Data extract —
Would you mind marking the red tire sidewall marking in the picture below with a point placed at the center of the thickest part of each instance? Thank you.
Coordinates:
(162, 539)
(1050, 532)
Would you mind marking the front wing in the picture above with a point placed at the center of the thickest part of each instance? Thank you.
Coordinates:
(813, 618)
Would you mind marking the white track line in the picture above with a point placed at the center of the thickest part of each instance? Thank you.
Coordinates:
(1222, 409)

Instructions to follow — Each record shown above must be reproduced exactly.

Written response —
Would you mind marking the red tire sidewall marking in the picture below with a point placed at the center of the thickest part of each instance? Thank you.
Coordinates:
(162, 539)
(1050, 532)
Would you mind marking the front wing in the picture above with a point placed at the center of the thickest part of each instance? Thank you.
Coordinates:
(813, 618)
Would you mind marking the white track line in the picture above with a point placed at the center of the thickest part of each instance? Thank you.
Coordinates:
(1222, 409)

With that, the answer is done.